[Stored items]
■ ■ ■ ■ ■

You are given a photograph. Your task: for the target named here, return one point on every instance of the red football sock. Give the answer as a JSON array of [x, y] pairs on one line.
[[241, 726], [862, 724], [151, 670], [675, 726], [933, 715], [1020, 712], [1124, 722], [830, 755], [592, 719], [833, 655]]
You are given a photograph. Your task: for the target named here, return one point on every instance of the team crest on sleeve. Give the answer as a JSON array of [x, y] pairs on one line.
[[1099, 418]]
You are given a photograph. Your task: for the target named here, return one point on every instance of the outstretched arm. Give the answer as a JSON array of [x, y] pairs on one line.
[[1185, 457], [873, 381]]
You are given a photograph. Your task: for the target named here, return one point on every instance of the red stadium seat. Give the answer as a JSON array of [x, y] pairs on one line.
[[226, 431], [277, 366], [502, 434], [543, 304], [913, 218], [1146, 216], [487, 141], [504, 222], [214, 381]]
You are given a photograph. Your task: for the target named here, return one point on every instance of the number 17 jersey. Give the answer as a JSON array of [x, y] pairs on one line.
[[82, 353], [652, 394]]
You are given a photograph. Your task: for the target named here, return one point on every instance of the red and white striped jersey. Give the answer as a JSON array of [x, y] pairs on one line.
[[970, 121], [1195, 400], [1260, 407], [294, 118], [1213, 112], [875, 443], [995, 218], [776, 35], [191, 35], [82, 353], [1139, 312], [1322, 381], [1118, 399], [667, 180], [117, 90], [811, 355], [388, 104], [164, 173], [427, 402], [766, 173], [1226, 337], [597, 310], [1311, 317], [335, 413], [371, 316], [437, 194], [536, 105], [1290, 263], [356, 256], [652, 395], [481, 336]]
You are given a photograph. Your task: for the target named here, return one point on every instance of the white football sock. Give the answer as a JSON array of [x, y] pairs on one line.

■ ■ ■ ■ ■

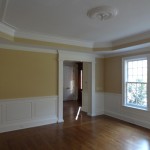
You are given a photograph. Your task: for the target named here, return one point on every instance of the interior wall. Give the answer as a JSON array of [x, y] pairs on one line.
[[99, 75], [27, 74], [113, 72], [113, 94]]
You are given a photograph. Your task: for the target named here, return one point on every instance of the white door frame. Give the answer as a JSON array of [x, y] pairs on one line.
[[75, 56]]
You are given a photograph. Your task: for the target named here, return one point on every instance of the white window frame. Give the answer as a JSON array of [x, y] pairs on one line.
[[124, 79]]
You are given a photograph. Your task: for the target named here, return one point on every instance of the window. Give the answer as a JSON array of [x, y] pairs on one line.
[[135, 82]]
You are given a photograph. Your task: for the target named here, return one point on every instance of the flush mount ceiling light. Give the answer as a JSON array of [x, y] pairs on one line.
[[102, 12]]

■ ■ ■ ■ ■

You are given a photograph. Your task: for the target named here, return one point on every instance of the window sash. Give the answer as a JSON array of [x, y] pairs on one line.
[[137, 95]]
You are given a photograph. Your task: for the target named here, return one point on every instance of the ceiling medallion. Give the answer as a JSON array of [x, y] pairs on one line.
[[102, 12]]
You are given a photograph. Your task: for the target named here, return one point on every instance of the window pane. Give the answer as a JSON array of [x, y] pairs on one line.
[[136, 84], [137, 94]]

■ ■ ■ ■ ■

To do — Output the material from the line with "the window pane." up to and including the line with "[[136, 84], [137, 94]]" as a numbered list, leaving out blank lines.

Exercise result —
1. You are given a photograph. Your task: for the target named here, return one point on every instance of the window pane. Give the answer as a JSON array of [x, y] pairs on one line.
2. [[136, 84], [137, 94]]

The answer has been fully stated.